# Stated exercise
Copy every one of the rows below word for word, keeping each coordinate pair unchanged.

(Rows from a pointing dataset)

++++++++++

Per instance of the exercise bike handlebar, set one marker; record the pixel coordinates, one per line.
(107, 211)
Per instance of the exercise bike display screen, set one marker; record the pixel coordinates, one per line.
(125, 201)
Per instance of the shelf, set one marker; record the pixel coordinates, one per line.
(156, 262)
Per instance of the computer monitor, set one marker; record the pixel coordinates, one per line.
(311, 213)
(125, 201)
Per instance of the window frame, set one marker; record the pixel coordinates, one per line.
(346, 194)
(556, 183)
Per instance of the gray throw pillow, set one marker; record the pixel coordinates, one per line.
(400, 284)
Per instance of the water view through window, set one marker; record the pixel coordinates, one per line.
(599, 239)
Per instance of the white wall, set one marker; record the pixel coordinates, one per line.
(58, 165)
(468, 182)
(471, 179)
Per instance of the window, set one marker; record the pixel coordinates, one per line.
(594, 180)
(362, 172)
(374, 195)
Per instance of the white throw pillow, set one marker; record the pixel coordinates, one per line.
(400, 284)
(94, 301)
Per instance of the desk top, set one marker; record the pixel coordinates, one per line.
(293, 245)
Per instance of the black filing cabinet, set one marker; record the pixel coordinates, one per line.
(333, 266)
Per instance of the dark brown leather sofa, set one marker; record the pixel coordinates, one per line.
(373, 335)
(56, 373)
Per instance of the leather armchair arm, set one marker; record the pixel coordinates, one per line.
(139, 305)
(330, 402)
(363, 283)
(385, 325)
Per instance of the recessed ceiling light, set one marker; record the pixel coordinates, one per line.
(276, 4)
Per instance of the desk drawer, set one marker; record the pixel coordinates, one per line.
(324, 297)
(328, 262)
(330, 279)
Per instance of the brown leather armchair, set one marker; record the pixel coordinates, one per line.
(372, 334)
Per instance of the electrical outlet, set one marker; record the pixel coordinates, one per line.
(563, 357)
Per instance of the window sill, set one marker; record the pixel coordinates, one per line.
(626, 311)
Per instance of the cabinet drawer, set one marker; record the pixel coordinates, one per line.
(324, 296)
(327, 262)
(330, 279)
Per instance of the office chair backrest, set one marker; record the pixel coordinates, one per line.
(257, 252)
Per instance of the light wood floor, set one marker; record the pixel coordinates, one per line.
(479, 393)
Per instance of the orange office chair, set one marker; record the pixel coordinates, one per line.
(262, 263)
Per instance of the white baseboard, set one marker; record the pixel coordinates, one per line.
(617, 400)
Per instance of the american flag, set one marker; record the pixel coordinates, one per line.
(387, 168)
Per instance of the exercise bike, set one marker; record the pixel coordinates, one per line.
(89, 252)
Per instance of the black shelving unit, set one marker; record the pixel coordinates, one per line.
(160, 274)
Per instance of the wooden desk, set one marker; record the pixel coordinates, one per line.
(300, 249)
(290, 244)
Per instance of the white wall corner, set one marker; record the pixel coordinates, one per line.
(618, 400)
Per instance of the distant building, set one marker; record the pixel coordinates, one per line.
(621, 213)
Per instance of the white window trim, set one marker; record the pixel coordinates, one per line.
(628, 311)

++++++++++

# Response
Per instance of the exercise bike handlebar, set one marker; record the pixel coordinates, one per line.
(107, 211)
Per instance of the exercise bike display screen, set one marker; record the pixel coordinates, one per line.
(125, 201)
Per instance of the shelf, set one marker; record the pixel coordinates, one per line.
(156, 262)
Per instance of the computer monitor, set one marker; record the pixel coordinates, one per line.
(311, 213)
(125, 201)
Per instance of the window frame, set one marker; record the pixel coordinates, one per line.
(346, 194)
(556, 183)
Per instance of the gray throw pillow, set one marker; record the pixel coordinates, one per line.
(400, 284)
Per instance of the water view through window, set one marker; record the pixel coordinates, one per line.
(599, 239)
Per instance of the white wall, set one marker; record the pixel coordinates, one per line.
(58, 165)
(468, 182)
(471, 179)
Per instance of the window, set one marker; record the pixel coordinates, one per line.
(594, 180)
(362, 172)
(374, 195)
Per instance of the white throw pillow, set one marker; record the pixel coordinates, one per line.
(400, 284)
(94, 301)
Per instance of the desk top, set one marker; record the pixel coordinates, one per line.
(293, 245)
Per instance of the black filing cabinet, set one marker; record the pixel coordinates, one per line.
(333, 266)
Per instance of the dark brown leather sofa, set one marker; record the pixel coordinates, one per line.
(373, 335)
(56, 373)
Per instance of the leather armchair arm, set one marker; record the pixel coordinates, one per line.
(139, 305)
(330, 402)
(363, 283)
(385, 325)
Per instance of the recessed ceiling light, set one marker; record the pixel coordinates, one per line.
(276, 4)
Per instance of the desk drawer, set one marker; record the pixel coordinates, one per line.
(324, 297)
(328, 262)
(330, 279)
Per instance of the brown leather armchair, set one marker; record the pixel coordinates, one per line.
(372, 334)
Per instance of the electrical outlet, set one marker; record the pixel coordinates, one per line.
(563, 357)
Per instance of the window sill, set one marker; record the pixel coordinates, one per line.
(626, 311)
Per instance of the cabinet drawer, set one marker; record the pixel coordinates, one per line.
(324, 296)
(327, 262)
(330, 279)
Per instance of the office chair backrest, set one marker; record the pixel coordinates, one per line.
(257, 252)
Per instance of the light wood floor, set one marker; record the pixel coordinates, one per line.
(479, 393)
Per instance of the orange office chair, set one marker; record the pixel coordinates, one per line.
(262, 263)
Per instance of the white baseboard, set one marker; record the pixel coordinates, one per line.
(617, 400)
Per instance of the american flag, set one marker; record the pixel coordinates, one per line.
(387, 168)
Per instance of the exercise bike, set one marker; record the pixel coordinates, one per line.
(89, 252)
Per instance of the black shelving unit, set one marker; record the pixel coordinates, one per line.
(160, 274)
Per instance of the wooden desk, set one marker; record the pixel coordinates, one per line.
(300, 249)
(290, 244)
Per instance of the white wall corner, set one marker; record the pixel coordinates, one per line.
(618, 400)
Per instance of the distant building, set one marker; record the pixel coordinates, one per line.
(621, 213)
Per instance of the white window trim, set one marker; record the pixel coordinates, one per line.
(628, 311)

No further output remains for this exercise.